──────── DATA LINES

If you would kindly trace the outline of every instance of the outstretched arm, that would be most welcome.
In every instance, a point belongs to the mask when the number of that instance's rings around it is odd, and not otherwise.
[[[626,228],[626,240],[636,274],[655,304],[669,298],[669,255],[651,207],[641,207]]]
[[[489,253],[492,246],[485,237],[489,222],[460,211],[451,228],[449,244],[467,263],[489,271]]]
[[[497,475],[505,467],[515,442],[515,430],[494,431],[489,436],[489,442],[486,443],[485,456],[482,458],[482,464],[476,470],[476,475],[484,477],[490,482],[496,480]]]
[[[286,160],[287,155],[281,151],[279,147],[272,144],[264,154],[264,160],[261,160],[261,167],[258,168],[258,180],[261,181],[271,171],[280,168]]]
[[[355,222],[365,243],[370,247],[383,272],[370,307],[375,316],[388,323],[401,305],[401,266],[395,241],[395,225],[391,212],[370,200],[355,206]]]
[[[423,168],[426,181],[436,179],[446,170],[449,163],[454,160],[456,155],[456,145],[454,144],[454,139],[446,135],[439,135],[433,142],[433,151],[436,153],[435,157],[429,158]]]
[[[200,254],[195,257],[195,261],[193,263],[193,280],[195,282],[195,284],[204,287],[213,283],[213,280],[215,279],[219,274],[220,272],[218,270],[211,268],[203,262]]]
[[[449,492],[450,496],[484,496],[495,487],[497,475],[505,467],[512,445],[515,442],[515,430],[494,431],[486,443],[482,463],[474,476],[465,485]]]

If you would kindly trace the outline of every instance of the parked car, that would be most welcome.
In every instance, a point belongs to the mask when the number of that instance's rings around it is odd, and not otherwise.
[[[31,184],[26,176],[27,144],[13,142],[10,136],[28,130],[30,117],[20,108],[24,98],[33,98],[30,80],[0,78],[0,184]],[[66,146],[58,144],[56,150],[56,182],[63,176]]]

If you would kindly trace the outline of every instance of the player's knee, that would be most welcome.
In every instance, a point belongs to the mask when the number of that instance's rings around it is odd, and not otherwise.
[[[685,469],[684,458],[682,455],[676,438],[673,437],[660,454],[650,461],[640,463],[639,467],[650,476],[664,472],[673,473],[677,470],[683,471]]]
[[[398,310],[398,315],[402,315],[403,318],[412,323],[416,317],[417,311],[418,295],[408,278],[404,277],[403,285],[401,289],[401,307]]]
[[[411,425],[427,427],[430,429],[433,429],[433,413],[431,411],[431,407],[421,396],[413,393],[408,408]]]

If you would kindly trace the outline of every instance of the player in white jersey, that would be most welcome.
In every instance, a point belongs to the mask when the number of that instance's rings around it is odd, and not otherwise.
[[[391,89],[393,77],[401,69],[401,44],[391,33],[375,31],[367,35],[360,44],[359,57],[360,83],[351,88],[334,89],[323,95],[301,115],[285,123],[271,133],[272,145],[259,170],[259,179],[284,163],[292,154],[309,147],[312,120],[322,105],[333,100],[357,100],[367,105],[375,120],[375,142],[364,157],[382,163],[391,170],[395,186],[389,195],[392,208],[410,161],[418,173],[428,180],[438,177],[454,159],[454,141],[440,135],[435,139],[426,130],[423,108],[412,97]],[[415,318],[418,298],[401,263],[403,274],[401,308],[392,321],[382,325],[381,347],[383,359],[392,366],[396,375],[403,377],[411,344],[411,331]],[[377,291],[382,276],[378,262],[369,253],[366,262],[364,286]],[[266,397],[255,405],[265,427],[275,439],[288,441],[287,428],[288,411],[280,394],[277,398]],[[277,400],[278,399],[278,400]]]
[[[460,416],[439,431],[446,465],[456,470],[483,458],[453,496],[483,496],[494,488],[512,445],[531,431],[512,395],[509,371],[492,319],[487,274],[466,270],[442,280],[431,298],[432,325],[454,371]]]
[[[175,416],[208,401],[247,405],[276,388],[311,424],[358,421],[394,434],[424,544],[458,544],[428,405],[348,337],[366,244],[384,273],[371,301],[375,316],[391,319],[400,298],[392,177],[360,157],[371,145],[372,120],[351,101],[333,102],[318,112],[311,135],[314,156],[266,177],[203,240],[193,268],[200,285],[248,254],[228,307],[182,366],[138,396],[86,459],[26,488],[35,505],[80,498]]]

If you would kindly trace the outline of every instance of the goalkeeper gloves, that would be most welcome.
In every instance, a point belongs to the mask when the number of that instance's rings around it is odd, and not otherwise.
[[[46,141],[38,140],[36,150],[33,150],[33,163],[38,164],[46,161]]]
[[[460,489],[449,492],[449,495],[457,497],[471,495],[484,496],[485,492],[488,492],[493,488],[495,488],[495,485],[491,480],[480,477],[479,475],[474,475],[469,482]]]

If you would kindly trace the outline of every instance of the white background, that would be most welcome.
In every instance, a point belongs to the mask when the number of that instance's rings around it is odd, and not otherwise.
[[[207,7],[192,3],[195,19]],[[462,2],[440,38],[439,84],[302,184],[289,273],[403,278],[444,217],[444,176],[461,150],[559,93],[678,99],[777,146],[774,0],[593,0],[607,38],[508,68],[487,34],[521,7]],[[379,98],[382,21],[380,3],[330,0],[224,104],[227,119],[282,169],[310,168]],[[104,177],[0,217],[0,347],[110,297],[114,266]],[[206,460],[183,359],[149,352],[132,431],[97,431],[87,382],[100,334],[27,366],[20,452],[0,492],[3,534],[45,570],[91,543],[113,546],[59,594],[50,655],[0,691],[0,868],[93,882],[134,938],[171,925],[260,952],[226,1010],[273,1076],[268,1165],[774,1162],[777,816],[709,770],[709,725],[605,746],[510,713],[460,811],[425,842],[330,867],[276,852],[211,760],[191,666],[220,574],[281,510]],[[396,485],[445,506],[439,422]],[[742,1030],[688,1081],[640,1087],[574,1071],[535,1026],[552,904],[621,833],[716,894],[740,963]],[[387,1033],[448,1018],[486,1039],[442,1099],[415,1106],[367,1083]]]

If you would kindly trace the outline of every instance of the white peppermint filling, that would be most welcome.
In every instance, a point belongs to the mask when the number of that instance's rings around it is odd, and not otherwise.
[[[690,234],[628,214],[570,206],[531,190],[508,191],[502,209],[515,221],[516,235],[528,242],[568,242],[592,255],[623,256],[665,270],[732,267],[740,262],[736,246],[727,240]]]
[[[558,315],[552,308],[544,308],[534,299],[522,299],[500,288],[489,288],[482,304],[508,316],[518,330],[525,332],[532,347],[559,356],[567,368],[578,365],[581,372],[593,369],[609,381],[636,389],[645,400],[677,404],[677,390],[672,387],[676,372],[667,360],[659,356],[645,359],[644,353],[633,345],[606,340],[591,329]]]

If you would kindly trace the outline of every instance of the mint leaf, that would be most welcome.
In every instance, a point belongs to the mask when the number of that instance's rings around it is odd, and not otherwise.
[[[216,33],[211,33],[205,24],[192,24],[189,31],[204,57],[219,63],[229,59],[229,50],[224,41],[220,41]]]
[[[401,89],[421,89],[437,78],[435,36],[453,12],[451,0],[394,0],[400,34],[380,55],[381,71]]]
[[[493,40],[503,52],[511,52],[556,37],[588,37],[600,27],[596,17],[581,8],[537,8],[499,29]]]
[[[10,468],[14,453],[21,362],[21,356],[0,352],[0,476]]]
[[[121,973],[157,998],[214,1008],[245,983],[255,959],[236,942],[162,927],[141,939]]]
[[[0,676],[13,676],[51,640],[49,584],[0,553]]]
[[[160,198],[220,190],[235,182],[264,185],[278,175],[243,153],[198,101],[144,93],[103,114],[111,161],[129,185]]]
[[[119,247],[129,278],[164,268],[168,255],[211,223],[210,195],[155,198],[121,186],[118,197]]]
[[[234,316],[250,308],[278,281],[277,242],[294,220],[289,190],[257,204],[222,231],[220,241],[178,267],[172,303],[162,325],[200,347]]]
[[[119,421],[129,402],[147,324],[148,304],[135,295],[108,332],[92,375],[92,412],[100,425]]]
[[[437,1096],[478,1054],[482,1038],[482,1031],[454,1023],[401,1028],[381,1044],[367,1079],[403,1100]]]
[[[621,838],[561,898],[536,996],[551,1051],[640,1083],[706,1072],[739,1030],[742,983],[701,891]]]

────────────────

From the material, copy the lines unchanged, starting with the line that contains "leaf, that would be most welcome." and continuing through the line that contains "[[[0,676],[13,676],[51,640],[49,584],[0,553]]]", with both of those lines included.

If you would kindly trace the outline of every instance of the mint leaf, that would be most welcome.
In every instance, a point belongs to the mask when the number of that instance's rings around it is odd, and not otherwise.
[[[216,33],[211,33],[205,24],[192,24],[189,31],[204,57],[219,63],[229,59],[229,50],[224,41],[220,41]]]
[[[401,89],[421,89],[437,78],[435,36],[453,12],[451,0],[394,0],[400,34],[380,55],[381,71]]]
[[[493,40],[503,52],[511,52],[556,37],[588,37],[600,27],[596,17],[581,8],[537,8],[499,29]]]
[[[10,468],[14,453],[21,362],[21,356],[0,352],[0,476]]]
[[[121,973],[157,998],[214,1008],[245,983],[255,959],[236,942],[162,927],[141,939]]]
[[[0,676],[13,676],[51,640],[49,584],[0,553]]]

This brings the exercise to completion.